◆ EXERCISE OBJECTIVE: Show every line from the rows below that contains the word "blue", matching its case exactly.

[Location identification entries]
⁂

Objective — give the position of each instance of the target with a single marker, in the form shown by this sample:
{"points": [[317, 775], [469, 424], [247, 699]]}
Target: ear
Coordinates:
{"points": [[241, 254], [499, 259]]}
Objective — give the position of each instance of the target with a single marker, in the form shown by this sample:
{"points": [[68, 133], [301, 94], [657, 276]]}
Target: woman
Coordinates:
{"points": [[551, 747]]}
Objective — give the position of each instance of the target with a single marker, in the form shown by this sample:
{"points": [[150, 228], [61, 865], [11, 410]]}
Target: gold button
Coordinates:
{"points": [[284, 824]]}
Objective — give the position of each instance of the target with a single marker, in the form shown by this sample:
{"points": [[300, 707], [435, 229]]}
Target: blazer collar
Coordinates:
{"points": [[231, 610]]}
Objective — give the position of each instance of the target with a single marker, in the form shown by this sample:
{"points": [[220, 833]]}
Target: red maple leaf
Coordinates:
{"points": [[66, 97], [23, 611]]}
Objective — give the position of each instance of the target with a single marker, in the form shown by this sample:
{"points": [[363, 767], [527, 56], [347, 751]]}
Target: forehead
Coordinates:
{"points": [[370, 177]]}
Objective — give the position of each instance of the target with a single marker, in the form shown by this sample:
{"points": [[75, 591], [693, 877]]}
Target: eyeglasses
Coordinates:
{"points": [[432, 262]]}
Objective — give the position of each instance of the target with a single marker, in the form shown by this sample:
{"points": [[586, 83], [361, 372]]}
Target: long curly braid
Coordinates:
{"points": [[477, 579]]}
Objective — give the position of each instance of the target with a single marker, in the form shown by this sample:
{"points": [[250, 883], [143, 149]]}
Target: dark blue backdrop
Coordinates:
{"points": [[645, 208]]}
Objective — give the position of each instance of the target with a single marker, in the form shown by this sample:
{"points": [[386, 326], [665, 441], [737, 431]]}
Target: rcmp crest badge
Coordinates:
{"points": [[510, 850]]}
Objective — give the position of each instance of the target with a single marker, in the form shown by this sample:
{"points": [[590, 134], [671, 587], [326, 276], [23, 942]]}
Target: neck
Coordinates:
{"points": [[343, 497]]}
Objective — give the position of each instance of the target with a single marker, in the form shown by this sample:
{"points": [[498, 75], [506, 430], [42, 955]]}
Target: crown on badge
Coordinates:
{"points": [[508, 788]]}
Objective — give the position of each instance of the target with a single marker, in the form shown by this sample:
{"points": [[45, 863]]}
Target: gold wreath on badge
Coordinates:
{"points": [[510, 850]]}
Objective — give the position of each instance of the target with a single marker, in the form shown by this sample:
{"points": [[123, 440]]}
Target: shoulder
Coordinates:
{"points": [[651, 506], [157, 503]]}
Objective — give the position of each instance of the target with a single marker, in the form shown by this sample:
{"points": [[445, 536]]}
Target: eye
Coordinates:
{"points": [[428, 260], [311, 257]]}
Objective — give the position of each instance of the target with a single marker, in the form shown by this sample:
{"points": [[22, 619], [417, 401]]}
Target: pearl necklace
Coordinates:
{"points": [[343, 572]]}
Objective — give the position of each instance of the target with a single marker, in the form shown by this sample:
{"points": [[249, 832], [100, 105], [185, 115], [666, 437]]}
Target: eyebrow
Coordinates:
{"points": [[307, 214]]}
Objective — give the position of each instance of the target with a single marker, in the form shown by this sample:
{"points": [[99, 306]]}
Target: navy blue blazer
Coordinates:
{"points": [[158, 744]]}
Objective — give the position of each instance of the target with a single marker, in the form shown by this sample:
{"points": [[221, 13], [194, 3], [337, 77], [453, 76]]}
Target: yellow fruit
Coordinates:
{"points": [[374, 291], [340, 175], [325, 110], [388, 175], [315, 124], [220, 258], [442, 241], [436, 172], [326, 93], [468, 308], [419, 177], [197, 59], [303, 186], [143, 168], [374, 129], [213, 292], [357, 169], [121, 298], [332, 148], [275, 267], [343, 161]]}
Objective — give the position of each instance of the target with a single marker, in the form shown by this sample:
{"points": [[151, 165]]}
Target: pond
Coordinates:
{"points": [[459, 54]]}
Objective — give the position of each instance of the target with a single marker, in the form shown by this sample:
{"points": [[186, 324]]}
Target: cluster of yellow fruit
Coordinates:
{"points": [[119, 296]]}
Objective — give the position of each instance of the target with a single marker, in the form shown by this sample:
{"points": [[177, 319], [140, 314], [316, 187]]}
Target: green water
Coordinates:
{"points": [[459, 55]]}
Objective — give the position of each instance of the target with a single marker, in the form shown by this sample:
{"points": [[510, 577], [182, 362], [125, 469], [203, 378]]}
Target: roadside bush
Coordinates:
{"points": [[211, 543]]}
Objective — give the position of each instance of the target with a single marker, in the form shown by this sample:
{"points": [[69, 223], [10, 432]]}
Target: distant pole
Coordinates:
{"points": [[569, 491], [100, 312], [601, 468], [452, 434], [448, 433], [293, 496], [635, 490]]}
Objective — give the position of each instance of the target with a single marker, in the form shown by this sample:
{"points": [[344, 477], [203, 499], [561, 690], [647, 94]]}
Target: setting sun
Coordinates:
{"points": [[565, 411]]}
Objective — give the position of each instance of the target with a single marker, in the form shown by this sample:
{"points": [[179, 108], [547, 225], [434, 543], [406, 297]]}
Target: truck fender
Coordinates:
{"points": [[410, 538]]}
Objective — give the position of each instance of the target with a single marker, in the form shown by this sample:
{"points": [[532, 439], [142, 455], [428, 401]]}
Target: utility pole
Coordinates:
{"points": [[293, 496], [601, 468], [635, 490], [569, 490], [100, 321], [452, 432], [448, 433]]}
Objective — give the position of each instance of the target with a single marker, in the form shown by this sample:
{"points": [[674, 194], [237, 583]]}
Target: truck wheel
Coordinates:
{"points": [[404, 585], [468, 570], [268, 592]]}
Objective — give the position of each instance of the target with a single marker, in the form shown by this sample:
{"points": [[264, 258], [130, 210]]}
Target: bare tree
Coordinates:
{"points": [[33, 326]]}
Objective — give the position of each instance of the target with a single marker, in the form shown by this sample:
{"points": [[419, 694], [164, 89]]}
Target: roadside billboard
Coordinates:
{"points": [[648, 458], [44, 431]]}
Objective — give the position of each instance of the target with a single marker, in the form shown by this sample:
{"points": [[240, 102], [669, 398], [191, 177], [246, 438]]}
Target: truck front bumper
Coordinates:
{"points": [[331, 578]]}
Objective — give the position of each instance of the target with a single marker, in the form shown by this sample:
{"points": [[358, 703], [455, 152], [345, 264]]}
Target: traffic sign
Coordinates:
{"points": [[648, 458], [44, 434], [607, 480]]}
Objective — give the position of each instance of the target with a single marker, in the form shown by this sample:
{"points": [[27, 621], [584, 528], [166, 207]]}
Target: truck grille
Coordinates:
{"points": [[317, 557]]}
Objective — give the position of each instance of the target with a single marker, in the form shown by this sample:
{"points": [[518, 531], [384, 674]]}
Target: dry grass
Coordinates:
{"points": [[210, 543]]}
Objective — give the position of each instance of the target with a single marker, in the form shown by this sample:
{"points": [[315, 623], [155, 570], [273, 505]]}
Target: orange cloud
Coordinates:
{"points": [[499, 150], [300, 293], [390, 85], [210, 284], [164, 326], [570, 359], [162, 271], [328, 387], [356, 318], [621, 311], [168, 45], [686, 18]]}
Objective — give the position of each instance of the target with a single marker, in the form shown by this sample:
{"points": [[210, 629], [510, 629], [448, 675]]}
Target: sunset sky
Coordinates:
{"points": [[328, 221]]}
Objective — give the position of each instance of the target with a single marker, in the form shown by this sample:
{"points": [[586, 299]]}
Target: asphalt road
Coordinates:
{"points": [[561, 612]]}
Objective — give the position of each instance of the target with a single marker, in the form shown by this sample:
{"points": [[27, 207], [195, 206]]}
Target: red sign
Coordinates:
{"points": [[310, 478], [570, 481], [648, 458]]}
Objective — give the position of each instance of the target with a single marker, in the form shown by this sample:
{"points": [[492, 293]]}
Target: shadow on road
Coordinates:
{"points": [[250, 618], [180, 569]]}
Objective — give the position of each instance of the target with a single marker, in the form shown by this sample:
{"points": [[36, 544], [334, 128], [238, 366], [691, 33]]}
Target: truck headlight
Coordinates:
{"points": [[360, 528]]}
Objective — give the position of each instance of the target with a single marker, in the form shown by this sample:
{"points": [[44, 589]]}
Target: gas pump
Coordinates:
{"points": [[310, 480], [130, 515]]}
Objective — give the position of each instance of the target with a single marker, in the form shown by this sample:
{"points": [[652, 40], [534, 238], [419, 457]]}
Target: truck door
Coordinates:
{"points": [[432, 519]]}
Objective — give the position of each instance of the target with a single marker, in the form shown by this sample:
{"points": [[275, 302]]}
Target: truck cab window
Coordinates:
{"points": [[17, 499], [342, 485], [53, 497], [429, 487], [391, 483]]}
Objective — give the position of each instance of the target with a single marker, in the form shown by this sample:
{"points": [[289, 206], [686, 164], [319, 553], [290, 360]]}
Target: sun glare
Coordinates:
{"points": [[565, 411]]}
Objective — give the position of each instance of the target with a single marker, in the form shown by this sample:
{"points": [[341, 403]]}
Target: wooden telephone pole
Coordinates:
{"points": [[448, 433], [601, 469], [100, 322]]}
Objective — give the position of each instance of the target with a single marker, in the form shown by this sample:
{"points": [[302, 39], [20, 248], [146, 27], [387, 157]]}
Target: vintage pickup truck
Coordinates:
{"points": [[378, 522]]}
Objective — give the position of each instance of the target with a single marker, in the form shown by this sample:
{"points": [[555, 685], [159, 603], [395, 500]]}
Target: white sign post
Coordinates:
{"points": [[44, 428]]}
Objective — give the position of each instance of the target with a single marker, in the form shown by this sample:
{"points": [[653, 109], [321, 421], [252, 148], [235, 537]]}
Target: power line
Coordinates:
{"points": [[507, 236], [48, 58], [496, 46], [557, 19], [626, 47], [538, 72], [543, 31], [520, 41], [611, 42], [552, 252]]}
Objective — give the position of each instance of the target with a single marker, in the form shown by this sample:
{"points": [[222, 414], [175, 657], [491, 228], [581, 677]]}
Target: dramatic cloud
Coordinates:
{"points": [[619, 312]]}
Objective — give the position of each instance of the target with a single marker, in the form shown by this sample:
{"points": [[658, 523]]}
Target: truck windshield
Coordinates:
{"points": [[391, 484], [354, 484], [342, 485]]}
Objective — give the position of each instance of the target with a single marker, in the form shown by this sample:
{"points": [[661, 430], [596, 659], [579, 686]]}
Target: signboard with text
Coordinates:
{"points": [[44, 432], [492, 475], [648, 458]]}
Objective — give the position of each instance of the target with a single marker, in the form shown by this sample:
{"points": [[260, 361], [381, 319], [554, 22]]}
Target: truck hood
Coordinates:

⁂

◆ CORRECT RESULT:
Target: dark blue backdrop
Target: navy blue blazer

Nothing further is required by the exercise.